## Work required
Find every line in the material below that contains the string "white", matching case exactly, and copy each of those lines.

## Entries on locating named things
◆ ◆ ◆ ◆ ◆
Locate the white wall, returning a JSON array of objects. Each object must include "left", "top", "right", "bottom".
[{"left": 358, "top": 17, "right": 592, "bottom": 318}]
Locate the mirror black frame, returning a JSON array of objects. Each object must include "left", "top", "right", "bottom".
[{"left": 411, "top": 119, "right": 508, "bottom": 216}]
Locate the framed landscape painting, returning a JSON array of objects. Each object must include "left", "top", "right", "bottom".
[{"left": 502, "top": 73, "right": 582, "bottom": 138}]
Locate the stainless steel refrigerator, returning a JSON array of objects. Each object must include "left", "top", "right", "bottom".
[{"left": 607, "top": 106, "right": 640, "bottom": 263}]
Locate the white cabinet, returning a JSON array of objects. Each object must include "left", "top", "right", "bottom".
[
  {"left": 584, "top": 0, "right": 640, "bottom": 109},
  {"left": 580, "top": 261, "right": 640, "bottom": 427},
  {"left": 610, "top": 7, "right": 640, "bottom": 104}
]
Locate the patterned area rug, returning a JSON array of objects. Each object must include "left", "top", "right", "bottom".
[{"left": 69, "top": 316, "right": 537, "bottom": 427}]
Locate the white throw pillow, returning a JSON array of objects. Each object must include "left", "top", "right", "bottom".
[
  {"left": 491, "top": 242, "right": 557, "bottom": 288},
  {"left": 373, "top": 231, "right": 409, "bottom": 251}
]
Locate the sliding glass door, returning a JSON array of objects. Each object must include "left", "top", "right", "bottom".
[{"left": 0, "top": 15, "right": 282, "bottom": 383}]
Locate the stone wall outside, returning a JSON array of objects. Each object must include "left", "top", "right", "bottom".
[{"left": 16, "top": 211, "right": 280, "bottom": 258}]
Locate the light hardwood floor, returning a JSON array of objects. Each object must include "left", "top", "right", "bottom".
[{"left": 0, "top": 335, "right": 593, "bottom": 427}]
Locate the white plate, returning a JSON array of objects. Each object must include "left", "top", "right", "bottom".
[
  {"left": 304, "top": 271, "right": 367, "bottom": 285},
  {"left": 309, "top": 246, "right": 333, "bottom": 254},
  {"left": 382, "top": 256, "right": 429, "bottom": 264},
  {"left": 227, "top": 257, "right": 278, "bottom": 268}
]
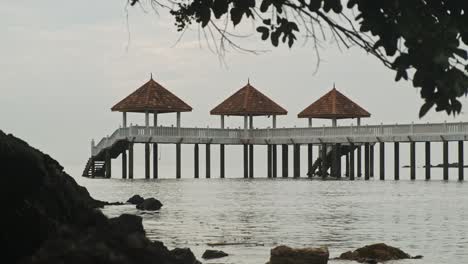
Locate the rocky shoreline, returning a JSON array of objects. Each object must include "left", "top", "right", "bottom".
[
  {"left": 0, "top": 130, "right": 421, "bottom": 264},
  {"left": 0, "top": 131, "right": 200, "bottom": 264}
]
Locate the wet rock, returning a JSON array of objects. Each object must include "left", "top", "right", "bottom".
[
  {"left": 202, "top": 249, "right": 229, "bottom": 259},
  {"left": 269, "top": 246, "right": 329, "bottom": 264},
  {"left": 136, "top": 198, "right": 162, "bottom": 211},
  {"left": 0, "top": 131, "right": 198, "bottom": 264},
  {"left": 109, "top": 214, "right": 145, "bottom": 234},
  {"left": 171, "top": 248, "right": 201, "bottom": 264},
  {"left": 338, "top": 243, "right": 411, "bottom": 263},
  {"left": 127, "top": 194, "right": 145, "bottom": 205}
]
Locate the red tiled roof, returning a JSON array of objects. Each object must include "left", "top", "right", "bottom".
[
  {"left": 111, "top": 78, "right": 192, "bottom": 113},
  {"left": 297, "top": 88, "right": 370, "bottom": 119},
  {"left": 210, "top": 83, "right": 288, "bottom": 116}
]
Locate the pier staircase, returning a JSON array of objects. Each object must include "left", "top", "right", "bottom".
[
  {"left": 307, "top": 145, "right": 357, "bottom": 177},
  {"left": 82, "top": 158, "right": 106, "bottom": 178}
]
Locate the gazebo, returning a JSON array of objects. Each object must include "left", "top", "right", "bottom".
[
  {"left": 297, "top": 85, "right": 371, "bottom": 127},
  {"left": 297, "top": 85, "right": 373, "bottom": 177},
  {"left": 111, "top": 76, "right": 192, "bottom": 179},
  {"left": 210, "top": 81, "right": 288, "bottom": 178}
]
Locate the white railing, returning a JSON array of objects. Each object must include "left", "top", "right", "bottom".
[{"left": 92, "top": 123, "right": 468, "bottom": 155}]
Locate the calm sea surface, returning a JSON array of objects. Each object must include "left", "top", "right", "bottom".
[{"left": 78, "top": 174, "right": 468, "bottom": 264}]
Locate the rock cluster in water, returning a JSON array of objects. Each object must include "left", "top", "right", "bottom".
[
  {"left": 337, "top": 243, "right": 422, "bottom": 263},
  {"left": 202, "top": 249, "right": 229, "bottom": 259},
  {"left": 0, "top": 131, "right": 199, "bottom": 264},
  {"left": 268, "top": 246, "right": 330, "bottom": 264}
]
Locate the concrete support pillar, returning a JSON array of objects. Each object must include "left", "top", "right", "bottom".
[
  {"left": 105, "top": 150, "right": 112, "bottom": 178},
  {"left": 320, "top": 143, "right": 328, "bottom": 178},
  {"left": 193, "top": 144, "right": 200, "bottom": 179},
  {"left": 153, "top": 143, "right": 159, "bottom": 179},
  {"left": 281, "top": 144, "right": 289, "bottom": 178},
  {"left": 369, "top": 144, "right": 375, "bottom": 178},
  {"left": 293, "top": 144, "right": 301, "bottom": 178},
  {"left": 205, "top": 144, "right": 211, "bottom": 179},
  {"left": 176, "top": 112, "right": 180, "bottom": 128},
  {"left": 379, "top": 142, "right": 385, "bottom": 181},
  {"left": 345, "top": 153, "right": 349, "bottom": 177},
  {"left": 219, "top": 144, "right": 225, "bottom": 179},
  {"left": 271, "top": 145, "right": 278, "bottom": 178},
  {"left": 145, "top": 143, "right": 150, "bottom": 179},
  {"left": 145, "top": 111, "right": 149, "bottom": 128},
  {"left": 307, "top": 144, "right": 314, "bottom": 177},
  {"left": 458, "top": 140, "right": 465, "bottom": 181},
  {"left": 443, "top": 141, "right": 449, "bottom": 181},
  {"left": 249, "top": 144, "right": 254, "bottom": 178},
  {"left": 364, "top": 143, "right": 370, "bottom": 181},
  {"left": 244, "top": 144, "right": 249, "bottom": 178},
  {"left": 393, "top": 142, "right": 400, "bottom": 181},
  {"left": 128, "top": 142, "right": 133, "bottom": 179},
  {"left": 357, "top": 144, "right": 362, "bottom": 178},
  {"left": 425, "top": 141, "right": 431, "bottom": 180},
  {"left": 122, "top": 150, "right": 127, "bottom": 179},
  {"left": 176, "top": 143, "right": 182, "bottom": 179},
  {"left": 267, "top": 145, "right": 273, "bottom": 178},
  {"left": 153, "top": 111, "right": 158, "bottom": 127},
  {"left": 349, "top": 143, "right": 354, "bottom": 181},
  {"left": 410, "top": 142, "right": 416, "bottom": 180}
]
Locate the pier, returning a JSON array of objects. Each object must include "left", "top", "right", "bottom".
[{"left": 83, "top": 78, "right": 468, "bottom": 181}]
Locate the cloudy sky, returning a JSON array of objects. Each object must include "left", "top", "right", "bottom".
[{"left": 0, "top": 0, "right": 468, "bottom": 178}]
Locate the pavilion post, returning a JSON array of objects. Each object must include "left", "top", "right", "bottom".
[
  {"left": 153, "top": 143, "right": 159, "bottom": 179},
  {"left": 205, "top": 144, "right": 211, "bottom": 179},
  {"left": 364, "top": 142, "right": 370, "bottom": 181},
  {"left": 379, "top": 142, "right": 385, "bottom": 181},
  {"left": 425, "top": 141, "right": 431, "bottom": 180},
  {"left": 219, "top": 144, "right": 225, "bottom": 178},
  {"left": 193, "top": 144, "right": 200, "bottom": 179},
  {"left": 281, "top": 144, "right": 289, "bottom": 178},
  {"left": 393, "top": 142, "right": 400, "bottom": 181},
  {"left": 410, "top": 141, "right": 416, "bottom": 181},
  {"left": 244, "top": 144, "right": 249, "bottom": 178},
  {"left": 349, "top": 143, "right": 354, "bottom": 181},
  {"left": 293, "top": 144, "right": 301, "bottom": 178},
  {"left": 128, "top": 142, "right": 134, "bottom": 179},
  {"left": 176, "top": 143, "right": 182, "bottom": 179},
  {"left": 122, "top": 149, "right": 127, "bottom": 179},
  {"left": 307, "top": 144, "right": 313, "bottom": 177},
  {"left": 145, "top": 143, "right": 150, "bottom": 179},
  {"left": 458, "top": 140, "right": 465, "bottom": 181}
]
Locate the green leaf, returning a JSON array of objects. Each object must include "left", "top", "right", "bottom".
[{"left": 419, "top": 101, "right": 434, "bottom": 118}]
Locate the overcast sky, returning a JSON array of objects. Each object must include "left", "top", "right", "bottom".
[{"left": 0, "top": 0, "right": 468, "bottom": 178}]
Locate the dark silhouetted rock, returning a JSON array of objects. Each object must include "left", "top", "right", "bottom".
[
  {"left": 127, "top": 194, "right": 145, "bottom": 205},
  {"left": 202, "top": 249, "right": 229, "bottom": 259},
  {"left": 0, "top": 131, "right": 196, "bottom": 264},
  {"left": 136, "top": 198, "right": 162, "bottom": 211},
  {"left": 269, "top": 246, "right": 330, "bottom": 264},
  {"left": 171, "top": 248, "right": 201, "bottom": 264},
  {"left": 338, "top": 243, "right": 411, "bottom": 263}
]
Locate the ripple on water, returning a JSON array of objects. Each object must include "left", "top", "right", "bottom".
[{"left": 80, "top": 176, "right": 468, "bottom": 264}]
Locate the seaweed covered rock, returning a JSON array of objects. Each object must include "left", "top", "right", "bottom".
[{"left": 337, "top": 243, "right": 421, "bottom": 263}]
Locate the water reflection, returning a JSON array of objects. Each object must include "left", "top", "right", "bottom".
[{"left": 80, "top": 176, "right": 468, "bottom": 264}]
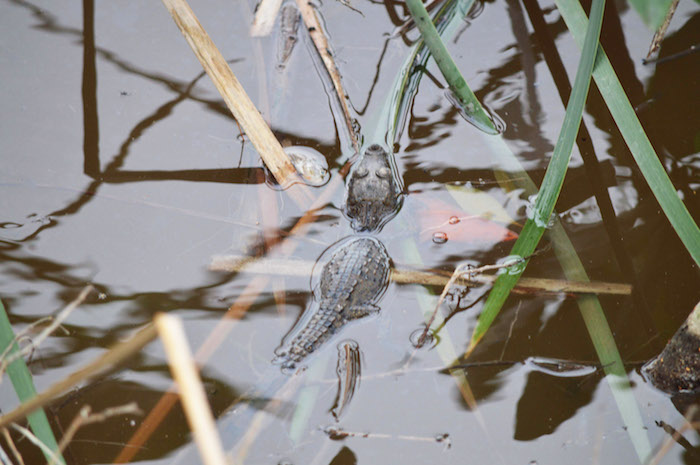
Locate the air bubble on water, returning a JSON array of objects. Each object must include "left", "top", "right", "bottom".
[
  {"left": 284, "top": 145, "right": 330, "bottom": 187},
  {"left": 525, "top": 194, "right": 554, "bottom": 229},
  {"left": 498, "top": 255, "right": 525, "bottom": 275},
  {"left": 433, "top": 231, "right": 447, "bottom": 244}
]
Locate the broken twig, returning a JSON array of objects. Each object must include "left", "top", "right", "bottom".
◆ ◆ ◆ ◆ ◆
## Solution
Locate the white wall, returning a JSON array of objects. Each object must include "left", "top", "right", "bottom".
Locate the white cabinet, returning a JSON array of objects. Each object must include "left", "top", "right", "bottom".
Locate the white throw pillow, returning a JSON array of objects. Each object must include "left", "top", "right", "bottom".
Locate the white plate, returning a JSON array of objects. Each object must include "left", "top", "right", "bottom".
Locate the white railing, returning a JSON array of objects. Each object must include "left", "top", "right", "bottom".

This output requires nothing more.